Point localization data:
● ● ●

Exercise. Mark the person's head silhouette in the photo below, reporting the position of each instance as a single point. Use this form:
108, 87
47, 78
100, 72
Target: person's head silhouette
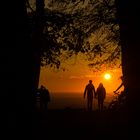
101, 84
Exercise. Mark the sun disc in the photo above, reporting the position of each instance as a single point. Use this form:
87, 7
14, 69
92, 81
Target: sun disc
107, 76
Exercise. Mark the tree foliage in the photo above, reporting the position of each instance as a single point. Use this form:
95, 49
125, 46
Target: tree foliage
73, 26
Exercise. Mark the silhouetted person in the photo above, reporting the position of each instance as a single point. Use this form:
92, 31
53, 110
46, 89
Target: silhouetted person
122, 84
89, 90
44, 98
101, 95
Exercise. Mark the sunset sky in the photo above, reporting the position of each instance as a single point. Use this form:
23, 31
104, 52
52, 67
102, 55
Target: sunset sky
76, 76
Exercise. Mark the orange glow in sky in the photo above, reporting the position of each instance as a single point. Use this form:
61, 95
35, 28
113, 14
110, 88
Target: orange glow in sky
77, 77
107, 76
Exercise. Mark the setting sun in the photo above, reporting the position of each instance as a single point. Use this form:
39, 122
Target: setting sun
107, 76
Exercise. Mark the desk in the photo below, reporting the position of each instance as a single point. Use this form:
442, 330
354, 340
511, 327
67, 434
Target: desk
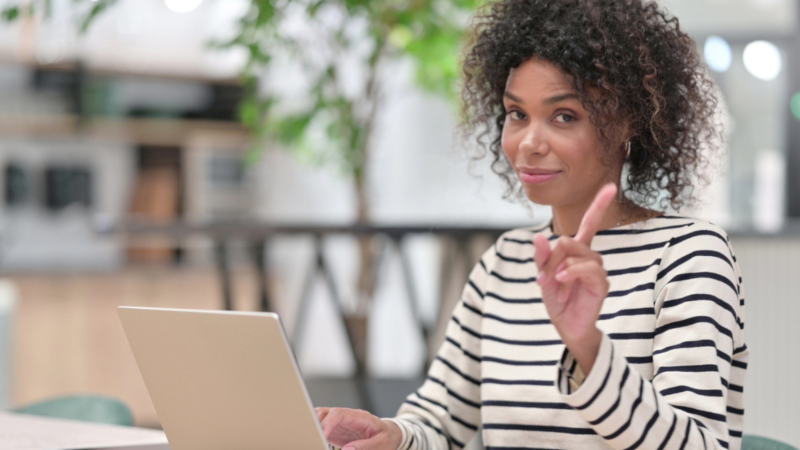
26, 432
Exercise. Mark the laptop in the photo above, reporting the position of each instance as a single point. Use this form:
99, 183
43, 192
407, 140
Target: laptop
222, 379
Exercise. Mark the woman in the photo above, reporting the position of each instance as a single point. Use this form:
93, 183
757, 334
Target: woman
627, 335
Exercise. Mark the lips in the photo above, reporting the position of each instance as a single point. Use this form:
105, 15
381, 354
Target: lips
537, 176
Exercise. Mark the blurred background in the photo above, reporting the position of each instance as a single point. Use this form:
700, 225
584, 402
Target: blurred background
201, 154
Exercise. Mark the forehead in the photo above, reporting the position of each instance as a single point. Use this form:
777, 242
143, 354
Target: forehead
537, 77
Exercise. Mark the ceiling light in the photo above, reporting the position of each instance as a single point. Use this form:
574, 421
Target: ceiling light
182, 6
762, 59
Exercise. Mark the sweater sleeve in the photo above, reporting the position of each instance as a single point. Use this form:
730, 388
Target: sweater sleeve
695, 399
444, 413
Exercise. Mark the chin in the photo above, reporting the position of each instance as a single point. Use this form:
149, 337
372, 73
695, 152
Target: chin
543, 196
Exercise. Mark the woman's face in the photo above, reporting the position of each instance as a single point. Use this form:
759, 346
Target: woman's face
548, 138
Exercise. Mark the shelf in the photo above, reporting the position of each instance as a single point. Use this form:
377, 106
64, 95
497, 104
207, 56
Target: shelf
145, 131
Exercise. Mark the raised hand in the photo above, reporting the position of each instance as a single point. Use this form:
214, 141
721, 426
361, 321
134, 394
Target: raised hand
353, 429
574, 283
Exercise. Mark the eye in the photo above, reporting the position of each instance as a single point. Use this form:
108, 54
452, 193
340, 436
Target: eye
515, 114
564, 118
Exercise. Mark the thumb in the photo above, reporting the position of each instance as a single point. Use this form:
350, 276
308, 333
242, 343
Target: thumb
542, 254
372, 443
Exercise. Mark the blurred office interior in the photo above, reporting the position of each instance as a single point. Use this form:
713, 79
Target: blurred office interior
136, 122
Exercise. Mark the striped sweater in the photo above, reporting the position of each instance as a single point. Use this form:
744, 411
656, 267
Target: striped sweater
669, 373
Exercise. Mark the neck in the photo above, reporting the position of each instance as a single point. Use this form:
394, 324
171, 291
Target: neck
567, 218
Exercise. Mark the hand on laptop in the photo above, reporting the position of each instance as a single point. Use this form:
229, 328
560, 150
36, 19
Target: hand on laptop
354, 429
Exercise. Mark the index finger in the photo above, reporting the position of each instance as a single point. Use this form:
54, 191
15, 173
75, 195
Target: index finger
591, 220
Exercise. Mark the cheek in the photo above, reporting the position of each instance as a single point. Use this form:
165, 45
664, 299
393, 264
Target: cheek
580, 155
509, 145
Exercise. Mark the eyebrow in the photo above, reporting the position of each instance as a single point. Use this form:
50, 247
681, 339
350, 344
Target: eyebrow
548, 101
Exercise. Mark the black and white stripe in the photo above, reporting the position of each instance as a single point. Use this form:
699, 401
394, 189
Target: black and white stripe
669, 375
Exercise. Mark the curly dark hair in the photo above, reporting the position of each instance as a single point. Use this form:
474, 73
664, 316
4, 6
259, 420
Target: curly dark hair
636, 63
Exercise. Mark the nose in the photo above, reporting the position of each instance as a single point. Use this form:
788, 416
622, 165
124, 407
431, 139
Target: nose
533, 142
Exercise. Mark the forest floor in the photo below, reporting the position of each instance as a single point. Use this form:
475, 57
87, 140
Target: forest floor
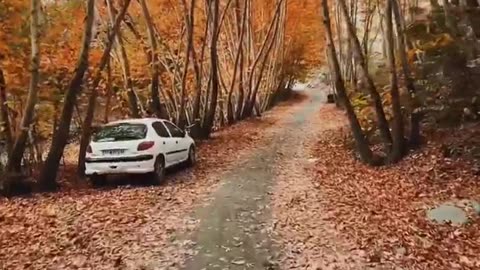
279, 192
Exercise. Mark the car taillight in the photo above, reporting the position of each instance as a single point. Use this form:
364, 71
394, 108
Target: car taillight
145, 145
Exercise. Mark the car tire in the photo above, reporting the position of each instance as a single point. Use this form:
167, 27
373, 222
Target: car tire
98, 180
192, 159
158, 174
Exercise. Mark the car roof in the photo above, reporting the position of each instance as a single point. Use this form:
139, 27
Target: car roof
137, 121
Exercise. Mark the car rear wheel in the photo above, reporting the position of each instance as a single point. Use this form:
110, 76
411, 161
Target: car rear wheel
192, 159
158, 174
98, 180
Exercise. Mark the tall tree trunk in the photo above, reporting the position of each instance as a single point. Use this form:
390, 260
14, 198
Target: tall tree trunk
252, 102
109, 92
210, 117
198, 94
87, 123
132, 97
154, 65
49, 171
241, 34
360, 140
189, 23
251, 92
124, 61
398, 147
5, 127
415, 117
360, 59
16, 155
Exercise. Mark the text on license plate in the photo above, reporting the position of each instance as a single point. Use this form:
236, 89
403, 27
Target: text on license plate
113, 152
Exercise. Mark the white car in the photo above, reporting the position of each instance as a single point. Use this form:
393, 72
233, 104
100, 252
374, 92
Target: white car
137, 146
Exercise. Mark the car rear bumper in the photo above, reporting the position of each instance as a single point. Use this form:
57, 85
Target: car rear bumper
119, 165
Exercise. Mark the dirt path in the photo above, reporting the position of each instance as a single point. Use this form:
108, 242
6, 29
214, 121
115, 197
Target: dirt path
236, 227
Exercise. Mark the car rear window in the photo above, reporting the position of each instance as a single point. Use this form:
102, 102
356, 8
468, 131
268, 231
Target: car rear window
121, 132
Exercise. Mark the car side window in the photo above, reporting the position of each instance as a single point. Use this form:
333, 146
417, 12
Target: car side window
160, 130
174, 130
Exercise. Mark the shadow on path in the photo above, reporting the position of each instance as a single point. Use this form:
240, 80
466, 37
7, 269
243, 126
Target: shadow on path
235, 227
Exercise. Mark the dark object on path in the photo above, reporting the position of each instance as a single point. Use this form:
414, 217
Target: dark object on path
330, 98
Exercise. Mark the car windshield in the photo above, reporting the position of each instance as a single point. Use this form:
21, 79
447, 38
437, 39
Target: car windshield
121, 132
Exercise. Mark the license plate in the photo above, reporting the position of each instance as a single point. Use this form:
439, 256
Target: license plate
113, 152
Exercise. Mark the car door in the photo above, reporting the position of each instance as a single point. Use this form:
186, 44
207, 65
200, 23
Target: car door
166, 142
181, 150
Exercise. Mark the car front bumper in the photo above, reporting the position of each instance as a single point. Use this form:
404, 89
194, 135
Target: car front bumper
119, 165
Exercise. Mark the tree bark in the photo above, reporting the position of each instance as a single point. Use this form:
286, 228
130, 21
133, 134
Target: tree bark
398, 147
241, 34
5, 127
49, 171
252, 102
210, 117
154, 65
16, 155
360, 140
415, 118
360, 59
189, 23
109, 92
87, 123
247, 111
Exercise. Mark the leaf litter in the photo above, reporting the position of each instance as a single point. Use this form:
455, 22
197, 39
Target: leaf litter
341, 213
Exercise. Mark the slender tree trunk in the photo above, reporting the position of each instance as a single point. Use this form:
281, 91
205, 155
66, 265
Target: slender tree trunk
360, 59
241, 34
87, 123
109, 92
210, 117
198, 94
131, 95
252, 91
360, 140
189, 24
49, 171
16, 155
415, 118
398, 147
252, 102
5, 127
154, 65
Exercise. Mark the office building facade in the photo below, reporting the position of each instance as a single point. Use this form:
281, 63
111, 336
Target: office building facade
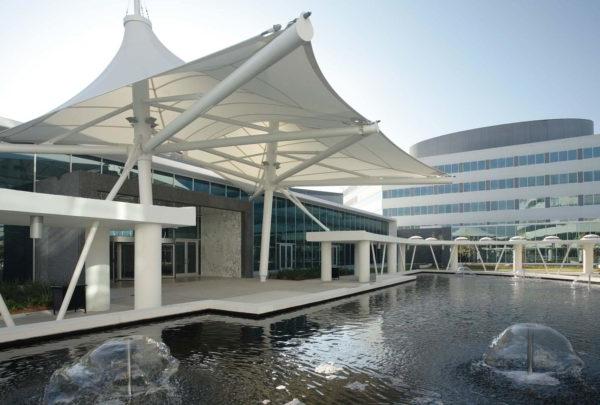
532, 179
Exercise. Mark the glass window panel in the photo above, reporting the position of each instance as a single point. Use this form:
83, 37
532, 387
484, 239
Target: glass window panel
588, 176
218, 189
572, 177
183, 182
201, 186
233, 192
52, 166
162, 178
86, 164
16, 171
563, 155
111, 167
572, 154
539, 158
540, 180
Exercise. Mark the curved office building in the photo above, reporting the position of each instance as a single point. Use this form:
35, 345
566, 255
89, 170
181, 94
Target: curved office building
533, 178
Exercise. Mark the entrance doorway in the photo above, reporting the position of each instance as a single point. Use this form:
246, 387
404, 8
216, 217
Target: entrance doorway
179, 258
335, 255
286, 256
186, 257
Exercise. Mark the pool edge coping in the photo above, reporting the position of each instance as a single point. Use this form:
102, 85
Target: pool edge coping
50, 330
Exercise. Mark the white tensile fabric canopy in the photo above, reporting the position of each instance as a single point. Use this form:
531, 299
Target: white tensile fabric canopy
290, 96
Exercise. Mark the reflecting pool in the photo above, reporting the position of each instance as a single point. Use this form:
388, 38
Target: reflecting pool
421, 342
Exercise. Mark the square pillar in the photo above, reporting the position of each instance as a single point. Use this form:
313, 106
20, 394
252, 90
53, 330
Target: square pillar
364, 261
588, 258
326, 261
147, 268
517, 257
356, 260
453, 259
392, 259
97, 273
402, 257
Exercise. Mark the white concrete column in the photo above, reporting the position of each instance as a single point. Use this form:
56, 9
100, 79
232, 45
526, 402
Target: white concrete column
453, 259
392, 253
356, 260
588, 257
147, 271
265, 237
326, 249
97, 272
364, 261
402, 257
517, 257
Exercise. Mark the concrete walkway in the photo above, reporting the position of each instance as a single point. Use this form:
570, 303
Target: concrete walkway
240, 297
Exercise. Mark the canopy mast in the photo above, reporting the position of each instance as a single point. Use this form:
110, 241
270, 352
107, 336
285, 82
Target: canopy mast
136, 7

● ● ●

Please count the lines above that hold the string "below" and reply with the number alone.

• Answer box: 4